WHAT THIS TASK INVOLVES
Reproduce every line of the material below word for word.

Excerpts of labeled region data:
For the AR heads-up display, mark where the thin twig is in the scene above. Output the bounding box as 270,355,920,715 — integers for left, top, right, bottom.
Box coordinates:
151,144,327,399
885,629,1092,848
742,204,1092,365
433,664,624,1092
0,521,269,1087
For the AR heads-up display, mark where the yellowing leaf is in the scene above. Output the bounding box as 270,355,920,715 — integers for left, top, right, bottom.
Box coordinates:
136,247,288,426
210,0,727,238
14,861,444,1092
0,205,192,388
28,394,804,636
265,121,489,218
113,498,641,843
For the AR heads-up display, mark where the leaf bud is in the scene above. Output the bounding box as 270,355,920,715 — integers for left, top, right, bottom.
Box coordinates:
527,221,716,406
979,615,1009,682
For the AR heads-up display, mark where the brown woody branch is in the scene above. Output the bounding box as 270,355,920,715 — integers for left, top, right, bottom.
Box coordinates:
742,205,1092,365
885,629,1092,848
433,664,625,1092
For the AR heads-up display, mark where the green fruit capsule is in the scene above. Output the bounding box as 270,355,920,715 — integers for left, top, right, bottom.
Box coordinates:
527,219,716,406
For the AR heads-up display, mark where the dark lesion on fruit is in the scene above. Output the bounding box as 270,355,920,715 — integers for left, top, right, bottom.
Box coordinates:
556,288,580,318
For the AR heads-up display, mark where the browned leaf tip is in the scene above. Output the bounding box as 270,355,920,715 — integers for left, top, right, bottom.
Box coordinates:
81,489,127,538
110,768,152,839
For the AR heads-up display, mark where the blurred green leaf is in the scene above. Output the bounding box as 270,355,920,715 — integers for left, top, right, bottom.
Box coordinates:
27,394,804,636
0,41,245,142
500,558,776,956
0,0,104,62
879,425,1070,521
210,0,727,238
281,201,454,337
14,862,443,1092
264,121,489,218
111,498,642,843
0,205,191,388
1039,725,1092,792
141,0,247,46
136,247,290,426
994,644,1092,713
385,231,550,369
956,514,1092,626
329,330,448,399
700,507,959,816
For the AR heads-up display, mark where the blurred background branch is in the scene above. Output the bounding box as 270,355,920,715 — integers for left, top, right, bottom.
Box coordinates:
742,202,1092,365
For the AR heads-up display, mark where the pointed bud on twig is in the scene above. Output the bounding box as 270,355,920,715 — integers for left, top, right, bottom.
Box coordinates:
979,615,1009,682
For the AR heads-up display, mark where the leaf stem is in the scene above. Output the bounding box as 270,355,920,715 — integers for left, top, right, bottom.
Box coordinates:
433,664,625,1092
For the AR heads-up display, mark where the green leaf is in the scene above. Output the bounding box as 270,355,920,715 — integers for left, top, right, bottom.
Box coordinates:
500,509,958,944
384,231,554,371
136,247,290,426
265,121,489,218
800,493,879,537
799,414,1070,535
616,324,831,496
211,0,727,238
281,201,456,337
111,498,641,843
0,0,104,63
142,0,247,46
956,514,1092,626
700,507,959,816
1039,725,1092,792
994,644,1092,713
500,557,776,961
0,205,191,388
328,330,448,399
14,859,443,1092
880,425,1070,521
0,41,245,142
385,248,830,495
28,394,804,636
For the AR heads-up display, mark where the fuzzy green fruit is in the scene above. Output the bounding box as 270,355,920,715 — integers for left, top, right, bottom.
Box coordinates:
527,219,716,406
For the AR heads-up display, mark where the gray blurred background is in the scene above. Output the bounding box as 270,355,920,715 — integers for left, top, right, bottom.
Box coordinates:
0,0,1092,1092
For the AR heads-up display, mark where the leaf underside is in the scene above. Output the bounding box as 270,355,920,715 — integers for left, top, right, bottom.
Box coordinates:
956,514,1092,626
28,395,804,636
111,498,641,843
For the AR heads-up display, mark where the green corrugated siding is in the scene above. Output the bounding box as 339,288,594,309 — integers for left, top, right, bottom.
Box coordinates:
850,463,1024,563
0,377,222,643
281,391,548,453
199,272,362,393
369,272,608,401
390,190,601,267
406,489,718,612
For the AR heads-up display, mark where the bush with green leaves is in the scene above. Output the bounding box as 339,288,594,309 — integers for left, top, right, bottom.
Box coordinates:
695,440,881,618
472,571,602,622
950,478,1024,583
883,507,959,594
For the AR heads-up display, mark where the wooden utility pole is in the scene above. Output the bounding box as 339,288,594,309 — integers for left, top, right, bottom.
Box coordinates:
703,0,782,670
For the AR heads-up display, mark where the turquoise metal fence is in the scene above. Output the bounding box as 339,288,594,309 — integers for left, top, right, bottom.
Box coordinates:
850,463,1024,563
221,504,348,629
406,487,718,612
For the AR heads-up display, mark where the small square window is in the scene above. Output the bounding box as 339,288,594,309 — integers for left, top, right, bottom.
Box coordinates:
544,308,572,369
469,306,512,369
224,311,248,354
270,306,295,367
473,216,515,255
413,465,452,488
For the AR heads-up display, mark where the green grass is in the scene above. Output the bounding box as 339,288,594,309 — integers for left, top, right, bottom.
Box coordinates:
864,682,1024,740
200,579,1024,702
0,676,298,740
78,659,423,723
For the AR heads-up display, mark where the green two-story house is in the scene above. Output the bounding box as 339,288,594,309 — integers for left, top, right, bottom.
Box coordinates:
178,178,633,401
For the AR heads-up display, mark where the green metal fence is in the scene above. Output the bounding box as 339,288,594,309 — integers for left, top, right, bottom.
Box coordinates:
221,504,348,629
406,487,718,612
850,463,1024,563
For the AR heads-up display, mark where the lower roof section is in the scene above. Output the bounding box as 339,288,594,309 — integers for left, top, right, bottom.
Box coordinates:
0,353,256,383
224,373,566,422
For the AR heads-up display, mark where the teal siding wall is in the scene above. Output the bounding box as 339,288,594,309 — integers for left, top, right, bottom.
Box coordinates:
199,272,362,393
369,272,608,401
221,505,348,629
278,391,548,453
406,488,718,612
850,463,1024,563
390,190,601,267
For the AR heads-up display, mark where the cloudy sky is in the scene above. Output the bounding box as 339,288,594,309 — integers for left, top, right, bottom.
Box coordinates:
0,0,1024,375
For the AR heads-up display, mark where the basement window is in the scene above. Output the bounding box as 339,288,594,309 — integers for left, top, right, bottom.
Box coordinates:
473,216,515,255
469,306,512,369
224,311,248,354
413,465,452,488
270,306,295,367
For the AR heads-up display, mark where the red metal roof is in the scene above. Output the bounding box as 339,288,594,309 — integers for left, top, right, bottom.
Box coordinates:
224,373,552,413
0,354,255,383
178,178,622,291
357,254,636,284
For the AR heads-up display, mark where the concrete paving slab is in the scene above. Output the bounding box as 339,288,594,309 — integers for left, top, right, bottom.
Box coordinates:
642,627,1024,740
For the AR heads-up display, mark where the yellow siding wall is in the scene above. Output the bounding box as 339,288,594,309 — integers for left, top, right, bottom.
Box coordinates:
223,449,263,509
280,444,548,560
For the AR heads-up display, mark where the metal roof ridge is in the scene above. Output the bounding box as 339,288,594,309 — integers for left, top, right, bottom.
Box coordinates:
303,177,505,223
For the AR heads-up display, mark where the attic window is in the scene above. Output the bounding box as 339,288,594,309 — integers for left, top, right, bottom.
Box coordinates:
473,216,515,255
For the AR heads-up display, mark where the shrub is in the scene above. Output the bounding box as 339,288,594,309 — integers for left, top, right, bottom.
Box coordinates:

RESPONSE
For the AR heads-up display, mark where the thin twig is in the scene above. Output the bounding box as 270,355,920,715 — integers for left, top, right, bottom.
Box coordinates:
151,144,327,399
885,629,1092,848
742,204,1092,365
433,664,624,1092
0,521,269,1087
For the AR heads-up display, mark where the yellowing leaf is in the scene above. Output the bounding box as 270,355,920,715 — integers for left, top, right, bottom.
Box coordinates:
136,247,288,426
210,0,727,238
14,861,444,1092
0,205,192,388
28,394,804,636
265,121,489,218
113,498,641,843
For the AR heads-up display, mark where the leaf bud is in the scene above. Output the bounding box as 270,355,920,715 — integers for left, top, right, bottom.
Box coordinates:
527,221,716,406
979,615,1009,682
For the AR heads-up display, mark where the brown woody branch is in the scene above. Output the bounding box as 270,355,920,715 — integers for left, top, right, bottom.
Box coordinates:
742,205,1092,365
885,629,1092,848
433,664,625,1092
For the AR heads-up display, mark where the green fruit capsule is in the scene above. Output the bounding box as 270,355,920,715 — integers for left, top, right, bottom.
Box coordinates:
527,219,716,406
For the AR heads-up display, mark where the dark lesion on fruit is in the scene above. Output the bounding box as 270,355,920,715 — integers for left, top, right, bottom.
Box coordinates:
556,288,580,318
For the AR heads-up display, mark where the browned leaf tip is in the scene above. Output the bounding box as 270,355,920,715 — integers for left, top, right, bottom.
Box coordinates:
81,489,127,538
110,768,152,839
For the AR heads-up display, mark where the blurred green leaf is in the scene above. Output the bounding box as 270,355,920,715 — integers for left, top, right, bottom.
Box coordinates:
27,394,804,636
0,41,245,142
500,558,776,956
0,0,104,62
879,425,1070,521
210,0,727,238
281,201,454,337
14,862,443,1092
264,121,489,218
111,498,642,843
0,205,191,388
1039,725,1092,792
141,0,247,46
136,247,290,426
994,644,1092,713
385,231,550,369
956,514,1092,626
329,330,448,399
700,507,959,816
For the AR heads-up display, mark where the blurred background branch is in the scene above. Output the bounding box as 270,355,920,715 — integers for left, top, right, bottom.
Box coordinates:
742,202,1092,365
For the AR heads-up display, mark where the pointed bud on twig is in the scene above. Output the bounding box as 270,355,920,715 — integers for left, top, right, bottom.
Box coordinates:
979,615,1009,682
For the AR heads-up display, mark where the leaf stem is in the scene above. Output the bounding box as 270,355,920,715 — integers for left, top, right, bottom.
Box coordinates:
433,664,625,1092
For the AR heads-up display, mark where the green leaf is in the scene above. Output the bounding box as 270,355,920,715 — integers for left, top, right, bottom.
Box coordinates:
500,509,958,944
384,231,554,371
136,247,290,426
265,121,489,218
800,493,879,537
799,414,1070,535
616,324,831,496
211,0,727,238
281,201,456,337
111,498,641,843
0,0,104,63
142,0,247,46
956,514,1092,626
700,507,959,816
1039,725,1092,792
994,644,1092,713
500,557,776,961
0,205,191,388
328,330,448,399
14,859,443,1092
880,425,1070,521
0,41,245,142
385,248,830,495
28,394,804,636
For the AR heads-up display, mark where the fuzzy green fruit is in the scene above. Output the bounding box as 270,355,920,715 — integers for left, top, right, bottom.
Box coordinates:
527,219,716,406
For the AR heads-up display, mark where the gray blurred background is in the scene above. Output the bounding box as 270,355,920,715 — integers for left, top, right, bottom.
Box coordinates:
0,0,1092,1092
For the AR heads-up display, mark where the leaf underside is in the scene above. Output the bounding box as 270,355,920,715 — integers for left, top, right, bottom.
Box coordinates:
956,514,1092,626
28,395,804,636
111,498,641,843
For the AR heads-up display, mark where the green corrugated siding is in the scene above. Output the bounding box as 339,288,594,309 — integers for left, top, right, bottom.
Box coordinates:
850,463,1024,563
0,377,222,643
281,391,548,453
199,272,362,393
369,272,608,401
390,190,601,267
406,489,718,612
For the AR heads-up display, mark where the bush with green leaves is in the scene above. Output the bounding box as 339,288,594,309 — integers for left, top, right, bottom.
Box coordinates:
695,440,881,618
472,571,602,622
950,478,1024,583
883,507,959,594
For the AR heads-up display, mark where the wooden utility pole is in the scene above. Output the bounding box as 339,288,594,309 — integers for left, top, right, bottom.
Box coordinates:
703,0,782,670
For the AR heads-up display, mark where the turquoise metal fence is in the scene above. Output the bounding box as 339,288,594,309 — integers for left, top, right, bottom.
Box coordinates:
850,463,1024,563
221,504,348,629
406,487,718,612
For the AR heads-up display, mark where the small square window is in the scene above. Output the bounding box as 339,288,594,309 — integers for left, top, right, bottom.
Box coordinates:
544,308,572,369
469,306,512,369
224,311,248,354
270,306,295,367
473,216,515,255
413,465,452,488
For the AR heads-up display, mark where the green grass is in the scene above. Output the bounding box as 339,288,594,309 — integers for left, top, right, bottom.
Box coordinates:
864,682,1024,740
200,579,1024,702
0,676,298,740
78,659,423,723
For the AR heads-up display, mark where the green two-story house is in the scene above. Output the bounding box as 339,288,594,309 — integers for left, top, right, bottom.
Box coordinates:
178,178,633,401
For the AR heads-up display, mark where the green metal fence is in the scene above. Output the bounding box as 339,288,594,309 — integers for left, top, right, bottom.
Box coordinates:
221,504,348,629
406,487,718,612
850,463,1024,563
For the AR heads-up display, mark where the lower roof section is in the scene above. Output the bounding box as 339,288,594,309 — integers for left, top, right, bottom.
Box coordinates:
0,353,256,383
224,373,566,422
For the AR heads-up display, mark where the teal siding wall is in the scene above. Output the bounding box as 339,288,594,309 — integers for left, top, right, bottom.
Box coordinates:
199,272,362,393
369,272,608,401
221,505,348,629
278,391,548,453
406,488,718,612
850,463,1024,563
390,190,601,267
For the AR heads-up display, mark where the cloudy sky is in the scene above. Output the bounding box as 339,288,594,309 — integers for left, top, right, bottom.
Box coordinates:
0,0,1024,375
For the AR heads-up display, mark where the basement window is in the scene above. Output the bounding box as 339,288,594,309 — integers for left, top, right, bottom.
Box coordinates:
473,216,515,255
469,306,512,369
224,311,248,354
413,465,452,488
270,306,295,367
For the AR heads-up display, mark where the red metal roof is in the scene above. Output the bounding box as 339,288,594,309 — integers for left, top, right, bottom.
Box coordinates:
224,373,552,413
0,354,255,383
178,178,622,291
357,254,636,284
For the AR heads-up display, mark where the concrete paving slab is in the scene above. Output the bounding box as 339,288,594,309 — integers for left, top, right, bottom.
Box coordinates:
642,627,1024,740
For the AR heads-up display, mark where the yellow siding wall is in the scene above. Output the bounding box as 339,288,594,309 — integers for left, top, right, bottom.
Box coordinates:
223,449,263,509
280,444,548,560
For the AR heads-up display, mark where the metal roof ridge is in the scene above. Output the bounding box as 339,288,594,309 — integers for left, top, right, bottom.
Box coordinates:
303,177,505,223
For the AR heads-up display, mark where the attic window is in the scene above. Output the bounding box as 339,288,594,309 — integers for left, top, right, bottom.
Box coordinates:
473,216,515,255
For the AR heads-up display, mark where the shrub is in the scene above. Output the bounding box as 339,288,594,309 — integers for left, top, right, bottom.
Box coordinates:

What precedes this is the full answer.